__SUPPLIED DATA__:
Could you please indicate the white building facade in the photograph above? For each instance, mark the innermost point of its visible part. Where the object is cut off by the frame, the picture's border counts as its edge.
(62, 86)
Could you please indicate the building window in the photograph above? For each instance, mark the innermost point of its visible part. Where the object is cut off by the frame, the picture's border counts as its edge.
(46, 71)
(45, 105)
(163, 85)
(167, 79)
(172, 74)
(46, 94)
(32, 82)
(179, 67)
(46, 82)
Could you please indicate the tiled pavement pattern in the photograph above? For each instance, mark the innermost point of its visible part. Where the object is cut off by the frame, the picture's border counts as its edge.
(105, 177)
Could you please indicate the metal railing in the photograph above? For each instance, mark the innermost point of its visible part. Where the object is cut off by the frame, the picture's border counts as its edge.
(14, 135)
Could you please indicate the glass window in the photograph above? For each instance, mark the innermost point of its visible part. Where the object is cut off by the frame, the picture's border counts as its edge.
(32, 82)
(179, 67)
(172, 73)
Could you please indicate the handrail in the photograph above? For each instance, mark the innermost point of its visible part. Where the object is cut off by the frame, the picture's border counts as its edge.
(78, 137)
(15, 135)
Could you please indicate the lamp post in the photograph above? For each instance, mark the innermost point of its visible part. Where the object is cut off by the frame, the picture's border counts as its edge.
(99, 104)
* * *
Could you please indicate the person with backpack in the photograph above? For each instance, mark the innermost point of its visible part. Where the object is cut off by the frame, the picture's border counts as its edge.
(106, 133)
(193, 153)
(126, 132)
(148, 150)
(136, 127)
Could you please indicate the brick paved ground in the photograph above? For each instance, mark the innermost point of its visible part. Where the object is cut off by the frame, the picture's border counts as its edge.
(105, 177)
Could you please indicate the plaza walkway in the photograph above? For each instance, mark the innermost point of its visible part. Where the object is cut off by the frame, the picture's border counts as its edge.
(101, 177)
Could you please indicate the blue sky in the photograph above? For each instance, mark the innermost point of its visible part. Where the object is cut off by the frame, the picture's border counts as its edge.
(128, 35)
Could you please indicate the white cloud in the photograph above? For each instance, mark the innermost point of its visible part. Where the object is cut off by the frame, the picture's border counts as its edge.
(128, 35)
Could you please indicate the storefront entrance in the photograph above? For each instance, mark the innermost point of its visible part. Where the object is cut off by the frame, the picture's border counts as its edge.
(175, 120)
---
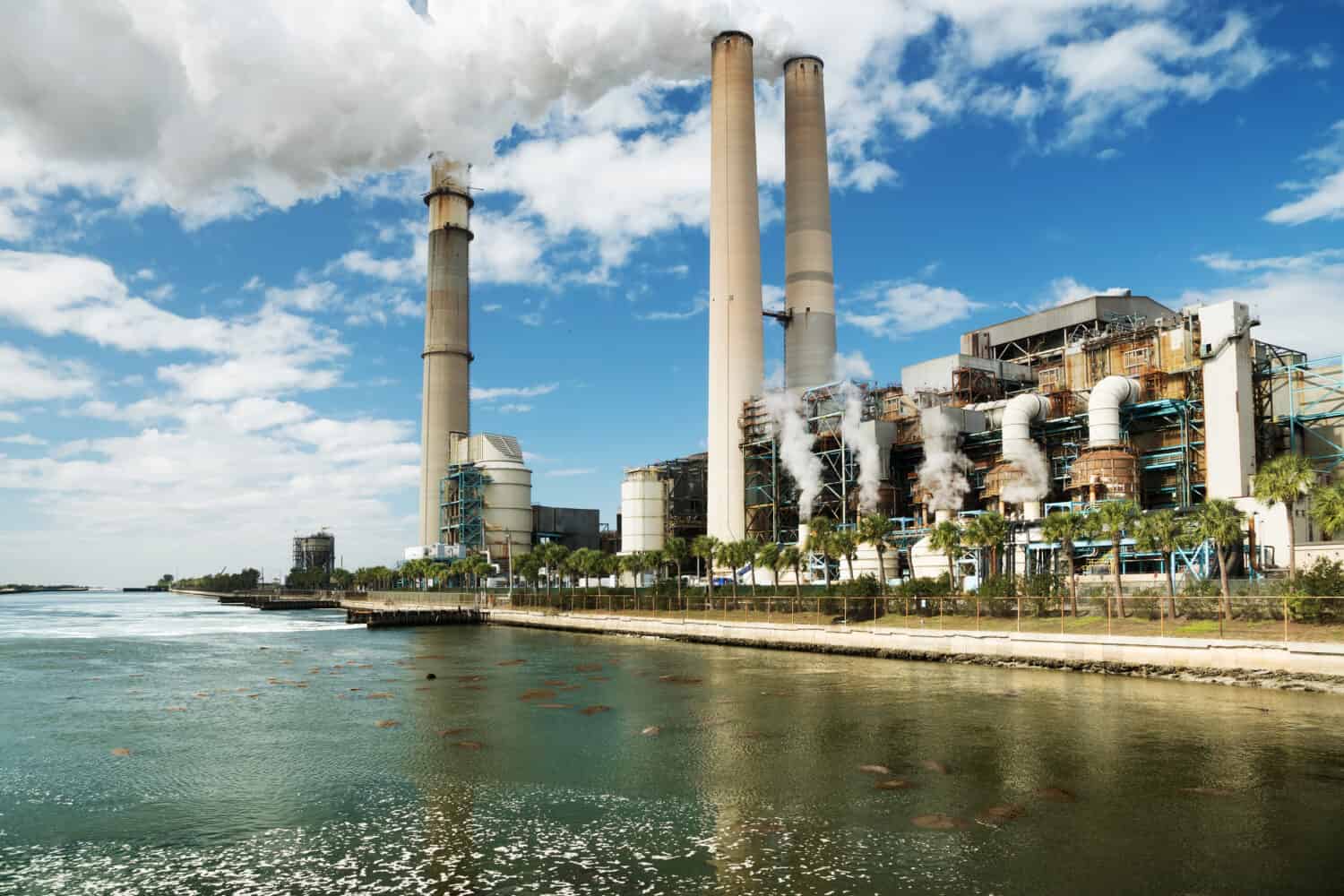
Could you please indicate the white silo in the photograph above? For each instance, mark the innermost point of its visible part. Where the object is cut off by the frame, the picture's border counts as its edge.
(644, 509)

__YOUR INSTRUCTIONS__:
Gather each line of the data above that contains the string "entrance". Letter case matters, so a line qualifies only if the capitalization matches.

__RESPONSE__:
Could you please indicate the storefront entrance in the photograph above? For each instance, mark the innermost point of its visible part. Where the object is cut off by the frame, the picture's border counts as its edge.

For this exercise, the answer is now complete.